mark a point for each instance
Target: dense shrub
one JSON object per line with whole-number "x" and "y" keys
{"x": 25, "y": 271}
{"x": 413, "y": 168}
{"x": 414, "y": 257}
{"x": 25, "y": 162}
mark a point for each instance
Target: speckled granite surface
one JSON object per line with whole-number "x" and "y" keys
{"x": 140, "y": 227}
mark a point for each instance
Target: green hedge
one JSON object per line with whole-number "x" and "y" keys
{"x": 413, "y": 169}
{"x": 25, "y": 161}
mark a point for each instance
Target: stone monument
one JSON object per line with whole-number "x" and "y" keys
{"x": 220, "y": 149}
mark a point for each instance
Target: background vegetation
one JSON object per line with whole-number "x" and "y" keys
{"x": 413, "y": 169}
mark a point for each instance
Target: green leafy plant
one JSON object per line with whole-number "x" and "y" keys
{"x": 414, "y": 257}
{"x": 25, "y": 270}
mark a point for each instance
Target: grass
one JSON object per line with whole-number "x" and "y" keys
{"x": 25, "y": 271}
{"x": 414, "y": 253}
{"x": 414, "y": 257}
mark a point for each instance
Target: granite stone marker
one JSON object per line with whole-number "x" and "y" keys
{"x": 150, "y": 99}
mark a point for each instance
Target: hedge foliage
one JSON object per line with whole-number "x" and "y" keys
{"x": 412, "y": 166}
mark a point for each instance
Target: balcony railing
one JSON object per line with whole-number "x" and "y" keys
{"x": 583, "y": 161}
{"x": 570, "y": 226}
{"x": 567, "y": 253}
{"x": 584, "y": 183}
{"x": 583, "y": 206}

+++++

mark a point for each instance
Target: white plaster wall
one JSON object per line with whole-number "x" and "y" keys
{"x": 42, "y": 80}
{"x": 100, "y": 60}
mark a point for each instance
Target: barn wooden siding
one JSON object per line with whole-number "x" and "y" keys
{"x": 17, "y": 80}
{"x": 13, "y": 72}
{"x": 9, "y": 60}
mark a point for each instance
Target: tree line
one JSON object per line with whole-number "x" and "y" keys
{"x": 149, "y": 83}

+++++

» What to work on: An exact copy of the lines above, from the one containing "Target: dense shrub" through the one containing "Target: green leafy plant", is the whole of the answer.

» Final answer:
Target: dense shrub
one JSON object per line with whole-number "x" and "y" keys
{"x": 25, "y": 271}
{"x": 413, "y": 168}
{"x": 414, "y": 257}
{"x": 25, "y": 162}
mark a point for each instance
Target: speckled granite surface
one JSON object per line with whole-number "x" and "y" keys
{"x": 140, "y": 227}
mark a point for each instance
Target: green hedge
one JSON object per line with whole-number "x" and "y" keys
{"x": 413, "y": 169}
{"x": 25, "y": 161}
mark a point for each instance
Target: stone monument
one JSON object per line with whole-number "x" and "y" keys
{"x": 220, "y": 149}
mark a point for each instance
Target: background vegetation
one JSON object per line with whole-number "x" and "y" keys
{"x": 413, "y": 169}
mark a point for each instance
Target: green leafy plant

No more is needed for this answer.